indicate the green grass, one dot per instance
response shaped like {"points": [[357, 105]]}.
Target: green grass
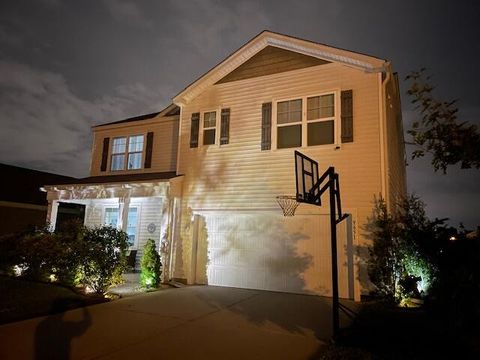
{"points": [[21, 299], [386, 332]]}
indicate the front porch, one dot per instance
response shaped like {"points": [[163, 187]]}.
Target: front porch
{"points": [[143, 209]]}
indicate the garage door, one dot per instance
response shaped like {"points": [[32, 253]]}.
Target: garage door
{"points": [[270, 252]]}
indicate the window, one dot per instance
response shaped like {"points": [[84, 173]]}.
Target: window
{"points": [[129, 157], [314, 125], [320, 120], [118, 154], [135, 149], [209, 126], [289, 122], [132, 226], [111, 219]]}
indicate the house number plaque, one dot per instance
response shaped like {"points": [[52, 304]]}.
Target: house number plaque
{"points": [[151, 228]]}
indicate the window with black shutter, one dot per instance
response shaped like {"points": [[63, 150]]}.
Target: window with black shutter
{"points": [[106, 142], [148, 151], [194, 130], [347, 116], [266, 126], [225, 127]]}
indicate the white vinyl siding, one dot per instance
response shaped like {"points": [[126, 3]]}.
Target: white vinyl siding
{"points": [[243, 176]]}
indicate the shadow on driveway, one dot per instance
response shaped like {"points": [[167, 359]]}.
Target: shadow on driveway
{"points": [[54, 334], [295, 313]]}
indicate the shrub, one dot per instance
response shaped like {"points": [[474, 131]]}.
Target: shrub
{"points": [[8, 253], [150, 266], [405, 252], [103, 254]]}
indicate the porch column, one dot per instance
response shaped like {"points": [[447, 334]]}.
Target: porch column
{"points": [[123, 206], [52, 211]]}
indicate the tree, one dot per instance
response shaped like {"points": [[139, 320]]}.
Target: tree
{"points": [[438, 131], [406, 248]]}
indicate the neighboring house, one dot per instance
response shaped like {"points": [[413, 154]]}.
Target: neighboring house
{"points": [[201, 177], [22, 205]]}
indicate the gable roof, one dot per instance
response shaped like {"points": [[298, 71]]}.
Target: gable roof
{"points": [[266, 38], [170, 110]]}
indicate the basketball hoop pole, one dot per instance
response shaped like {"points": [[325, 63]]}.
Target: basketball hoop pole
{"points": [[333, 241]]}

....

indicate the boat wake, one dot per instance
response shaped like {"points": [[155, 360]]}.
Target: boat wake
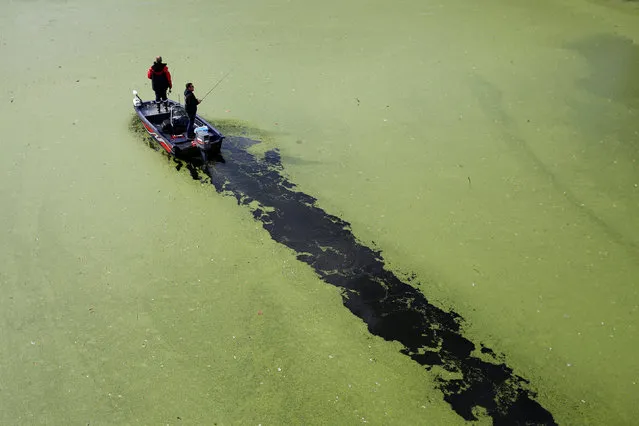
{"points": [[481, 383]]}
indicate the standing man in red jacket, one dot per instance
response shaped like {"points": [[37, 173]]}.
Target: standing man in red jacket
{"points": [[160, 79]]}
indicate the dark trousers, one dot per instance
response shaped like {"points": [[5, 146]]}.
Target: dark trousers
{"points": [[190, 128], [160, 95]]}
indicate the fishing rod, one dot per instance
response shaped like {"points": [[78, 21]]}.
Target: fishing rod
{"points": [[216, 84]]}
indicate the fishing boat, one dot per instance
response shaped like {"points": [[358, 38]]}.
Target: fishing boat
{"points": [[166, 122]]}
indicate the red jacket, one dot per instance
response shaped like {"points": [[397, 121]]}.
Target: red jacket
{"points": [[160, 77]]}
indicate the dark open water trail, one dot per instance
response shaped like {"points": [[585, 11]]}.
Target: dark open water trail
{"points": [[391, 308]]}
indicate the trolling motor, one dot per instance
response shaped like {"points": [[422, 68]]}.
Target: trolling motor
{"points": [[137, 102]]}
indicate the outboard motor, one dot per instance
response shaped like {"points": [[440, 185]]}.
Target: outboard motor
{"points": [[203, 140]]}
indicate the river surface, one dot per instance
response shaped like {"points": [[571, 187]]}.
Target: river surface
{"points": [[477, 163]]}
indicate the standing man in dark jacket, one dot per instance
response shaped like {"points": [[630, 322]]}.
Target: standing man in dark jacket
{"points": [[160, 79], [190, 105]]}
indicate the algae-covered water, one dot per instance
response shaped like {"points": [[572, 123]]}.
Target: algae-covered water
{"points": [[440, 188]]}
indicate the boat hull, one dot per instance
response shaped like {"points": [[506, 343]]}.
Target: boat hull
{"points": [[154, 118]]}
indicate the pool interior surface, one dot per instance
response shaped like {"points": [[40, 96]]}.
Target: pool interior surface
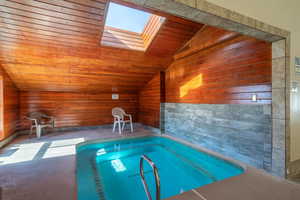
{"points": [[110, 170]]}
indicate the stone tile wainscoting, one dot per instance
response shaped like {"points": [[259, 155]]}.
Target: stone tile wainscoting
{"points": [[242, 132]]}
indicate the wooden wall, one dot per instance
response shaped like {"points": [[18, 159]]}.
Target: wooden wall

....

▶ [GIVEN PROBLEM]
Write out the rows again, beginning at the line that has "indicate the pool" and stopping after the line that has "Target: wooden wall", and shift every point coordinate in the answers up by 150 while leaving the numbers in the requests and their sample responses unchanged. Leave the pictures out.

▶ [FINAL ANSWER]
indicate the pool interior surface, one dot per instance
response shaped like {"points": [[40, 96]]}.
Target: pool interior surface
{"points": [[260, 320]]}
indicate the stone tile wainscoting, one dot per instance
response shaped like {"points": [[259, 155]]}.
Target: stone tile wainscoting
{"points": [[392, 282]]}
indicate the wooden wall, one dot per instance
response shaped like {"points": [[18, 159]]}.
Target: wooden wall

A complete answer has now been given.